[Records supplied start]

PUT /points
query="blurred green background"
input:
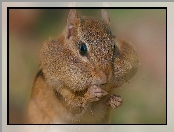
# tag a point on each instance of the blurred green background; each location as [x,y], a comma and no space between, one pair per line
[144,97]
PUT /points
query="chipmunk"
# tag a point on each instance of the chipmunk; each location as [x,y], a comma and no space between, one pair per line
[79,72]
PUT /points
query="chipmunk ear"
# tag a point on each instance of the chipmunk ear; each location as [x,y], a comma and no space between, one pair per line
[105,16]
[70,22]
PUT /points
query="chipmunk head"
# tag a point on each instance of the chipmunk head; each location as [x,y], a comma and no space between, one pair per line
[83,55]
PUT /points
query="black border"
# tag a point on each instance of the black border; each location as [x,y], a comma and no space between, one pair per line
[8,8]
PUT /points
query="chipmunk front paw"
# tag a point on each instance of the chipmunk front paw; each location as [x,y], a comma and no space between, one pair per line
[94,93]
[114,101]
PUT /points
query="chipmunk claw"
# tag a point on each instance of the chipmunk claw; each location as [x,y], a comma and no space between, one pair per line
[94,93]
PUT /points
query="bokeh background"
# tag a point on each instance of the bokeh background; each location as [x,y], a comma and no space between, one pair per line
[144,97]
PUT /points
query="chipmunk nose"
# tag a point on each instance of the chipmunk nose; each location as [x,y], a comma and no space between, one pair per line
[100,78]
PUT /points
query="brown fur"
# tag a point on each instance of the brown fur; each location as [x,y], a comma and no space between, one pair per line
[71,88]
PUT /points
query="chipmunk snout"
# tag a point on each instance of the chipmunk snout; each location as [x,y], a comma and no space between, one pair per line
[100,78]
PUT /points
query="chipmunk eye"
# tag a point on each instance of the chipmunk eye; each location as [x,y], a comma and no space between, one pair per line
[83,49]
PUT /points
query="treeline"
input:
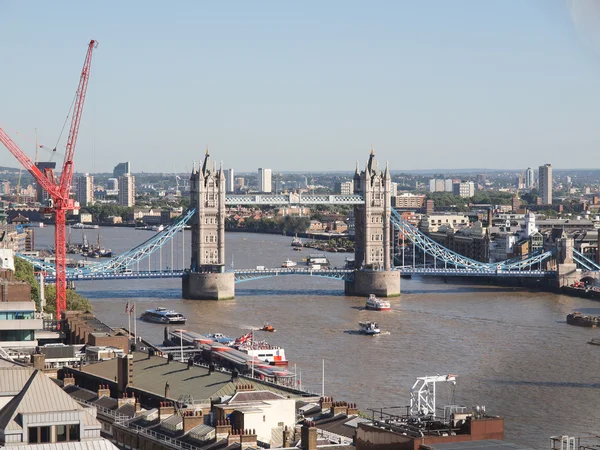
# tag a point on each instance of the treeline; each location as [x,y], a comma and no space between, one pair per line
[102,212]
[287,224]
[75,302]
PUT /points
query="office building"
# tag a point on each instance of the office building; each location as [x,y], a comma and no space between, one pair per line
[127,190]
[264,180]
[121,169]
[546,184]
[41,194]
[465,189]
[529,178]
[84,190]
[229,180]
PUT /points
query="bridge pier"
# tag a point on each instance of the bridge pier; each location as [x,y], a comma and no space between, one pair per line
[380,283]
[208,286]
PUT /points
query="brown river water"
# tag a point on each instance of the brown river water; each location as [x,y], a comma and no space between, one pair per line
[511,349]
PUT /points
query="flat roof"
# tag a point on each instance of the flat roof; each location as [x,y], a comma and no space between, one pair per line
[488,444]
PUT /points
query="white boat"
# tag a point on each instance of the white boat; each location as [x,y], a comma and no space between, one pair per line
[87,226]
[262,350]
[377,304]
[369,328]
[163,315]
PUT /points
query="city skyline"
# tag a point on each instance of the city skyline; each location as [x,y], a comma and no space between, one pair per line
[473,85]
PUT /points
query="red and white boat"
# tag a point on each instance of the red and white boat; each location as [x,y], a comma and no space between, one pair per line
[377,304]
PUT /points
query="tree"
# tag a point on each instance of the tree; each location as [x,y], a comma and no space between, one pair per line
[75,301]
[24,272]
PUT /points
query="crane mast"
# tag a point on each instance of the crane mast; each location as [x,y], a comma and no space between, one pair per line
[60,191]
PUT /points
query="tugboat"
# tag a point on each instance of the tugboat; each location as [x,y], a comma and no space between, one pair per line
[163,315]
[577,318]
[377,304]
[267,327]
[369,328]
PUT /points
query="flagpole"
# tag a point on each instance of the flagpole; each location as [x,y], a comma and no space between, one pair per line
[323,380]
[128,323]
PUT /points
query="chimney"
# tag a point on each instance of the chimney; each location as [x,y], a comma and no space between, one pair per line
[38,360]
[233,437]
[352,409]
[165,410]
[326,403]
[124,372]
[124,400]
[339,408]
[248,439]
[308,436]
[103,391]
[192,419]
[286,437]
[223,429]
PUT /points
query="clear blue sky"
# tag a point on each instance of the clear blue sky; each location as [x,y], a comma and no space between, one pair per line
[307,85]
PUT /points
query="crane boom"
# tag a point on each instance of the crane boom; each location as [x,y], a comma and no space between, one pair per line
[67,172]
[59,191]
[27,163]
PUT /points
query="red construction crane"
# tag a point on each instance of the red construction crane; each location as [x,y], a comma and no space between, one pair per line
[59,191]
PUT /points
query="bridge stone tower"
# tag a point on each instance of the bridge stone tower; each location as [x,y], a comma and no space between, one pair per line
[207,279]
[372,259]
[566,267]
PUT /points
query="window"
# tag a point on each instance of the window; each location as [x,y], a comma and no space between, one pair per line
[33,438]
[44,435]
[61,433]
[74,432]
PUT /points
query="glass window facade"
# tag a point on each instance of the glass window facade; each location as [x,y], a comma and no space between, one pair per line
[16,335]
[17,315]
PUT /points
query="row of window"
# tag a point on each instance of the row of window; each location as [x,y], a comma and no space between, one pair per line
[17,315]
[16,335]
[51,434]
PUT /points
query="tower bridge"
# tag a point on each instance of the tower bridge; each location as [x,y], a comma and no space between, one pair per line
[207,278]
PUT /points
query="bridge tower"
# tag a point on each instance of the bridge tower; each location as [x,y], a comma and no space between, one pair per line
[207,279]
[566,267]
[372,258]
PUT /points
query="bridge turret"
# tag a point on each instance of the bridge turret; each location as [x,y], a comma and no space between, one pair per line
[372,233]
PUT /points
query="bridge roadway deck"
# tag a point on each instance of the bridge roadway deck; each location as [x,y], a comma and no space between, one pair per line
[338,274]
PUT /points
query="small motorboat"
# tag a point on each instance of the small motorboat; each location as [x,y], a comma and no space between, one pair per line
[369,328]
[267,327]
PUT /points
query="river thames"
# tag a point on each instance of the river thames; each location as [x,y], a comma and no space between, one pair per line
[511,349]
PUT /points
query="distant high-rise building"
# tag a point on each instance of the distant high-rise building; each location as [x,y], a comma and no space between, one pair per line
[113,184]
[84,189]
[41,194]
[465,189]
[546,184]
[127,190]
[240,183]
[121,169]
[344,187]
[529,178]
[264,180]
[229,180]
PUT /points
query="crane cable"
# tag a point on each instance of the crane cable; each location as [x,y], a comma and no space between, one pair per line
[66,120]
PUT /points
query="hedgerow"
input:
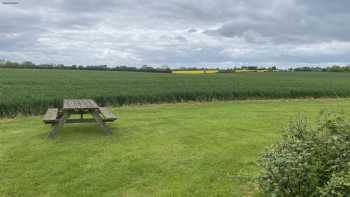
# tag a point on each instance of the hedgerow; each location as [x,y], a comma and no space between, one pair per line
[309,161]
[32,91]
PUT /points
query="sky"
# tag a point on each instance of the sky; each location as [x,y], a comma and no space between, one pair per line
[176,33]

[Records supplied end]

Aim
All of the data needs repeating exactly, but the pictures do not.

Result for this task
PUT /points
query="blurred green background"
input:
# tag a point on each instance of the blurred green background; each location as [x,y], a comma and no space between, one pair per line
[144,97]
PUT /points
query="chipmunk"
# tag a point on each instance of the chipmunk; each location as [x,y], a comma and no space between, one pair per line
[79,72]
PUT /points
query="chipmunk ear"
# tag a point on each instance of the chipmunk ear; each location as [x,y], a comma and no space between, one pair per line
[105,16]
[70,22]
PUT /points
query="chipmunk head"
# tag a point on each instance of the chipmunk head; each location as [x,y], a comma and no space between, one pair per line
[83,55]
PUT /points
query="black border"
# tag a point on each instance of the black border; each location as [x,y], a comma and no space between, one pair per line
[8,8]
PUT /points
query="chipmunk front paw"
# tag a point on each instance of the chipmunk front paw; each location as [x,y], a comma and no space between, one pair per line
[94,93]
[114,101]
PUT /points
query="chipmunk claw"
# tag a point on each instance of the chipmunk claw; each location as [x,y], a comma and no space between, one pair per line
[94,93]
PUT /points
query="bokeh background"
# tag a point on each instance of the bokeh background; each location as [x,y], a comma and no space between, one pair per line
[144,97]
PUT /points
query="chipmunk nose"
# tag a point on each instance of the chipmunk nose; each location as [x,y], a comma and no space between, one pair per line
[100,78]
PUT /points
query="brown fur"
# tag a point on each instance of the brown fur; each location as [x,y], a comma and no space between, one pair per line
[71,88]
PUT /points
query="chipmunk snout"
# tag a point on each instance of the chipmunk snout; each location as [x,y], a comma and no space between, one pair per line
[100,78]
PUT /points
query="chipmunk eye"
# tag a point on each instance of the chipmunk eye; each location as [x,y], a comma and no space between, one pair per line
[83,49]
PUT /points
query="treeline"
input:
# tag a point on each instance of the treeline; each location as [x,y], a comma and no space between, one pair per line
[102,212]
[287,224]
[75,302]
PUT /points
query="office building"
# tag a point on each instance of the office building; each location as [x,y], a comma and no space between, one pair per line
[127,190]
[264,180]
[121,169]
[546,184]
[41,194]
[465,189]
[529,178]
[84,190]
[229,180]
PUT /points
query="bridge pier"
# tag a point on each instance of the bridge pier; each location as [x,y], a comma and no space between, one pair per line
[380,283]
[208,286]
PUT /points
query="brown river water"
# tag a point on each instance of the brown river water; each location as [x,y], a comma and no space between, one pair per line
[511,349]
PUT /points
query="flat roof"
# tag a point on each instance of the flat roof; each location as [x,y], a comma and no space between, one pair per line
[488,444]
PUT /points
query="white boat"
# tag a point on each instance of the white boat; each location as [x,y], a comma and no space between, one pair per line
[87,226]
[262,350]
[377,304]
[369,328]
[163,315]
PUT /points
query="city skyline"
# tag a point on each instance of the city skyline; each location as [x,y], a comma and no space between, one pair per line
[473,85]
PUT /points
query="red and white boat"
# tag a point on each instance of the red and white boat; each location as [x,y], a comma and no space between, one pair per line
[377,304]
PUT /points
query="tree"
# tag a point on each instance of the tree; each location as [x,y], a comma and no space between, one pair per line
[75,301]
[24,272]
PUT /points
query="crane mast"
# tag a point on each instance of the crane mast; each location as [x,y], a comma and no space between, one pair per line
[60,191]
PUT /points
query="tugboat"
# tag a point on each instance of the tugboat; each location as [x,y], a comma and no space between, one pair per line
[163,315]
[577,318]
[377,304]
[267,327]
[369,328]
PUT /points
query="flagpole"
# tag a point on each instance of the flagpole; each location as [x,y], a comma and no space between, one pair per line
[323,380]
[128,323]
PUT /points
query="chimney"
# tag a point on each instance of the chimney; each location as [x,y], a comma and no space between, one pair per line
[38,360]
[233,437]
[352,409]
[165,410]
[326,403]
[124,372]
[124,400]
[339,408]
[248,439]
[308,436]
[103,391]
[192,419]
[286,437]
[223,429]
PUT /points
query="clear blue sky"
# tag a point on each instance of the clear blue sky; each location as [x,y], a comma and no space between, one pair per line
[307,85]
PUT /points
query="crane boom"
# tag a point on each instance of the crane boom; each location as [x,y], a comma and no space between, one pair per line
[67,172]
[59,191]
[27,163]
PUT /points
query="red construction crane"
# tag a point on each instance of the red construction crane; each location as [x,y], a comma and no space between, one pair per line
[59,191]
PUT /points
query="bridge stone tower"
# tag a point on each instance of the bridge stone tower; each location as [x,y], a comma and no space between, one pair per line
[207,279]
[372,259]
[566,267]
PUT /points
query="window"
# tag a point on each instance of the window; each location as [x,y], a comma and no space between, one pair per line
[33,438]
[44,435]
[61,433]
[74,432]
PUT /points
query="glass window facade"
# tag a point on each instance of the glass window facade; each location as [x,y], a comma and no space between, one pair per line
[16,335]
[17,315]
PUT /points
query="row of window"
# tag a point on each instance of the row of window; each location as [x,y], a comma and no space between, one pair per line
[17,315]
[16,335]
[51,434]
PUT /points
query="tower bridge"
# tag a point on each instance of the tower bridge; each location as [x,y], a comma and no space between, one pair per line
[207,278]
PUT /points
query="bridge tower"
# tag a point on each instance of the bridge tower; each location as [x,y], a comma and no space between, one pair per line
[207,279]
[566,267]
[372,258]
PUT /points
query="bridge turret"
# tag a point on each instance of the bridge turret; each location as [x,y], a comma and no space between, one pair per line
[372,233]
PUT /points
query="bridge roadway deck"
# tag a point on each instance of the bridge roadway deck; each location as [x,y], a comma and no space between, one pair per line
[338,274]
PUT /points
query="small motorboat"
# tag a point on each instance of the small motorboat; each location as [x,y], a comma and no space between, one pair per line
[369,328]
[267,327]
PUT /points
query="river thames"
# tag a point on each instance of the river thames; each location as [x,y], a comma and no space between, one pair per line
[511,349]
PUT /points
query="distant high-rise building"
# tag a point on each instance of the distant high-rise building; each location as [x,y], a comma and no space between, one pair per line
[113,184]
[84,189]
[41,194]
[465,189]
[546,184]
[127,190]
[240,183]
[121,169]
[344,187]
[529,178]
[264,180]
[229,180]
PUT /points
query="crane cable"
# tag a point on each instance of the crane cable; each location as [x,y], a comma and no space between, one pair per line
[66,120]
PUT /points
query="hedgerow"
input:
# tag a point on each instance of the hedgerow; each location as [x,y], a comma and no space between, one pair per line
[309,161]
[32,91]
PUT /points
query="sky"
# tag a point on each instance of the sky; each location as [x,y], a comma and no space between, one pair per line
[176,33]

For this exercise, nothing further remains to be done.